DIRECTIONS :: Every line of the data that contains the string "sunset" must be copied.

EXTRACTED ENTRIES ::
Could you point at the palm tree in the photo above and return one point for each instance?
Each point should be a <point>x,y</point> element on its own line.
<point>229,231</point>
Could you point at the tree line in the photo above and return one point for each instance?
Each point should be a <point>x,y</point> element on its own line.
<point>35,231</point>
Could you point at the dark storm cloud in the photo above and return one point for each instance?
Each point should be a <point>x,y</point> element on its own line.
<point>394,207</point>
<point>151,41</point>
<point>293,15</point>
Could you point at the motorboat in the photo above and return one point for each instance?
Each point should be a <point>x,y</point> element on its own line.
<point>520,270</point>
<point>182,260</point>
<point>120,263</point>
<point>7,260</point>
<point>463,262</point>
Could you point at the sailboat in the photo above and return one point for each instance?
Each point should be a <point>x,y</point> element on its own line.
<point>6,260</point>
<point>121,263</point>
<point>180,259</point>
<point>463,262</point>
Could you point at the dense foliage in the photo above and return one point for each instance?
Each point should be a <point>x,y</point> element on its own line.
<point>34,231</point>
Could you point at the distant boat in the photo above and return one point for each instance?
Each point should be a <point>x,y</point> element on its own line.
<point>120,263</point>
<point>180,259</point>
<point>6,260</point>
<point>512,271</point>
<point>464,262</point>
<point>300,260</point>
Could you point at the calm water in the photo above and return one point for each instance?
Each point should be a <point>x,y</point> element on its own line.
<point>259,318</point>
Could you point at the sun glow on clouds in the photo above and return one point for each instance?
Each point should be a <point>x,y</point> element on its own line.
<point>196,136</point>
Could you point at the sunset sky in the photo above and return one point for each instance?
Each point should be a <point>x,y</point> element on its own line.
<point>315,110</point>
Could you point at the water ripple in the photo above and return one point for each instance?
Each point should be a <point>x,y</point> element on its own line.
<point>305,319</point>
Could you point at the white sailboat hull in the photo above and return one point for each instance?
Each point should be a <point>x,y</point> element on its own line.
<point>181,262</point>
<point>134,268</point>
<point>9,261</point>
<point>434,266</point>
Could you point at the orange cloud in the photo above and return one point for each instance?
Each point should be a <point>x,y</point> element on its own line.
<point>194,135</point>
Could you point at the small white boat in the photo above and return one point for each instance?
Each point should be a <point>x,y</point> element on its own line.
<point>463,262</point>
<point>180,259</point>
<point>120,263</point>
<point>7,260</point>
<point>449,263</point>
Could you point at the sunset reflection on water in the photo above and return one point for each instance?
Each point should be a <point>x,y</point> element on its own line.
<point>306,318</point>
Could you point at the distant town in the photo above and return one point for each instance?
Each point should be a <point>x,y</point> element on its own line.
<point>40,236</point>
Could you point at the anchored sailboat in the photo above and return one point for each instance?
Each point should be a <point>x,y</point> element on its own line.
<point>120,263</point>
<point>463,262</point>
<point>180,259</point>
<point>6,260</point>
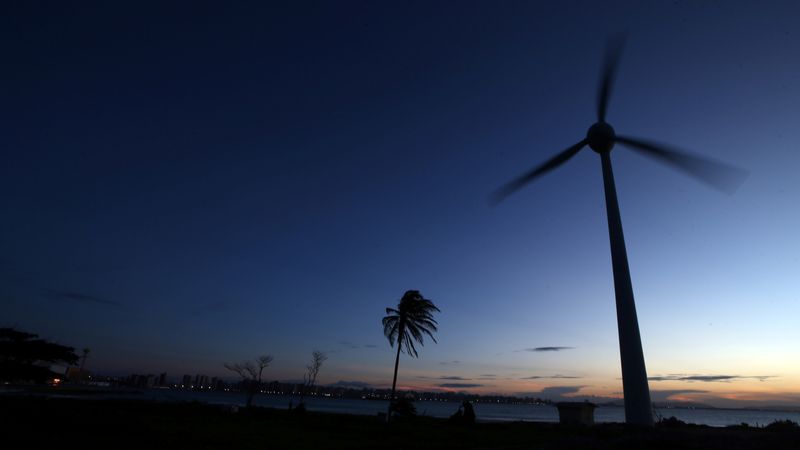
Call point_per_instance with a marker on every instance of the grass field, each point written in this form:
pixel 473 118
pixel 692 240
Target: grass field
pixel 33 422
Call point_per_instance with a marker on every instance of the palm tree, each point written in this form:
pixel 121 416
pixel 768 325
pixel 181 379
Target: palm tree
pixel 412 319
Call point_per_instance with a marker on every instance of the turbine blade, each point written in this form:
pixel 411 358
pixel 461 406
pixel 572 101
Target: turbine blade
pixel 719 175
pixel 613 54
pixel 514 185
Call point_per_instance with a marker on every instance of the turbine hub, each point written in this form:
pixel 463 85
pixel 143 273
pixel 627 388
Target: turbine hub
pixel 601 137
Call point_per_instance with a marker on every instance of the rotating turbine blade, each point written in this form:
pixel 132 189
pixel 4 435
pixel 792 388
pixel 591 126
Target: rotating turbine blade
pixel 719 175
pixel 613 54
pixel 514 185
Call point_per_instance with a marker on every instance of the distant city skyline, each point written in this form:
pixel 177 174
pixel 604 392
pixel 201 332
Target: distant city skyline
pixel 188 186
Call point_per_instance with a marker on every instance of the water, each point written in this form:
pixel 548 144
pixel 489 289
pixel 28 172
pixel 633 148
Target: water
pixel 484 411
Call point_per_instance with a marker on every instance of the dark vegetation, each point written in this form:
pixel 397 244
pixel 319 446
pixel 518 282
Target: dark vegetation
pixel 408 323
pixel 40 422
pixel 25 357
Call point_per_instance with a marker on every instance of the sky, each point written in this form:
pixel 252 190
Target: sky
pixel 190 184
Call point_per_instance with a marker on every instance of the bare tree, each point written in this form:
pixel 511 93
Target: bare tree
pixel 310 377
pixel 250 373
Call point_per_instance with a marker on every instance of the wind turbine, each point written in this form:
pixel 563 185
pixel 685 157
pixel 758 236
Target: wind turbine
pixel 601 137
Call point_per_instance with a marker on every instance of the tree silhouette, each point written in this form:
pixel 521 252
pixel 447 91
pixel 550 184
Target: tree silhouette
pixel 25 357
pixel 310 377
pixel 251 375
pixel 407 324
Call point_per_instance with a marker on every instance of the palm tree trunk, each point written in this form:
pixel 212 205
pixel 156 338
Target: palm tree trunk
pixel 394 380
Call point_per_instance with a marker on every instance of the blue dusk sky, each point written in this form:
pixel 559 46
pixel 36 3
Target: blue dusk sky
pixel 189 184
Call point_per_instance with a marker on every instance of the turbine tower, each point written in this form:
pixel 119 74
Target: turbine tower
pixel 601 137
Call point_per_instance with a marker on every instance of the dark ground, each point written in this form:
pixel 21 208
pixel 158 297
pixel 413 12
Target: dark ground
pixel 32 422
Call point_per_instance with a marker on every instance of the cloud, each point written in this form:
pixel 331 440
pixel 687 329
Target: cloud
pixel 548 377
pixel 78 297
pixel 555 392
pixel 351 385
pixel 349 345
pixel 546 349
pixel 709 378
pixel 665 395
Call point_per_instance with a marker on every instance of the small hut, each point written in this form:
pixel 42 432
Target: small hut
pixel 576 413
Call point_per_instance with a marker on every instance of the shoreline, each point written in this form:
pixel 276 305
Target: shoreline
pixel 42 422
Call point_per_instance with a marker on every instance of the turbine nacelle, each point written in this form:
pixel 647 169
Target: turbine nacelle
pixel 601 137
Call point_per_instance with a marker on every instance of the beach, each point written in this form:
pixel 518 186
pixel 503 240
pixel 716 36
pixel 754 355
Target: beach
pixel 47 422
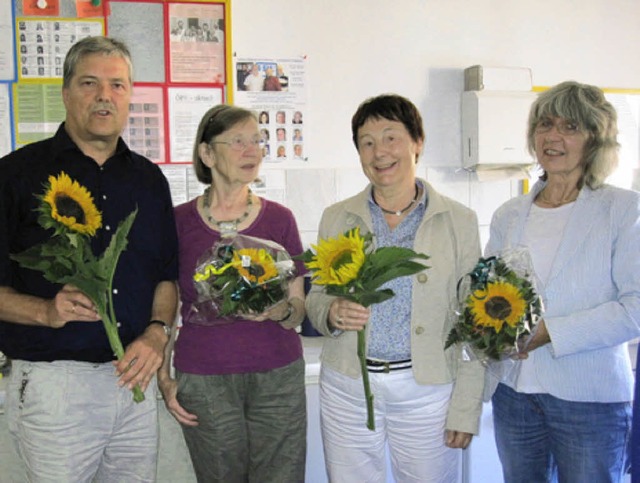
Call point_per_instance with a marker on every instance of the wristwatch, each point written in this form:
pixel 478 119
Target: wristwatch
pixel 165 327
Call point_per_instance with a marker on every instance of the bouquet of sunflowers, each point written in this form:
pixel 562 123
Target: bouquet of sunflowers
pixel 499 308
pixel 240 275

SOLUTION FOR THIS PROBLEM ::
Could you point at the sunset sky in the photo above and return one point for each instance?
Could you point at the sunset reflection on water in the photo above and return one point for each instance?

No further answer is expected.